▸ Stored rows
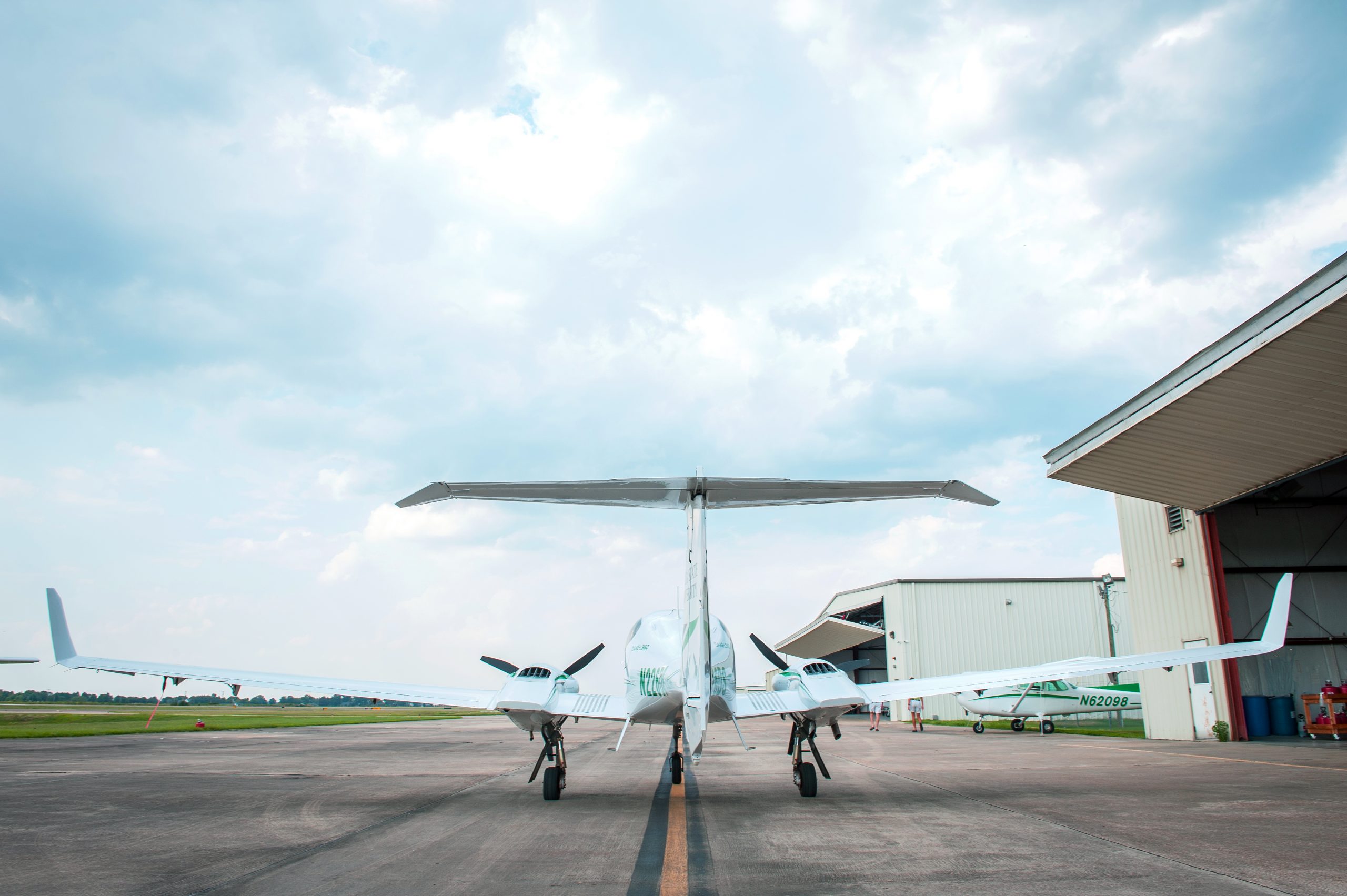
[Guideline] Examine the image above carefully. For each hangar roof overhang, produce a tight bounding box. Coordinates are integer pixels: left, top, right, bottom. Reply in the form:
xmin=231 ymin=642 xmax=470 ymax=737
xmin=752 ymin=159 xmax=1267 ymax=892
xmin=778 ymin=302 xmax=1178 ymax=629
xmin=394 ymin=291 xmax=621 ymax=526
xmin=775 ymin=616 xmax=883 ymax=656
xmin=1044 ymin=253 xmax=1347 ymax=511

▸ Given request
Pick out every line of the items above that contains the string "ymin", matching case exactly.

▸ Solution to this exercise
xmin=231 ymin=642 xmax=470 ymax=737
xmin=752 ymin=159 xmax=1267 ymax=892
xmin=778 ymin=302 xmax=1178 ymax=629
xmin=394 ymin=291 xmax=621 ymax=526
xmin=775 ymin=616 xmax=883 ymax=656
xmin=1044 ymin=253 xmax=1347 ymax=511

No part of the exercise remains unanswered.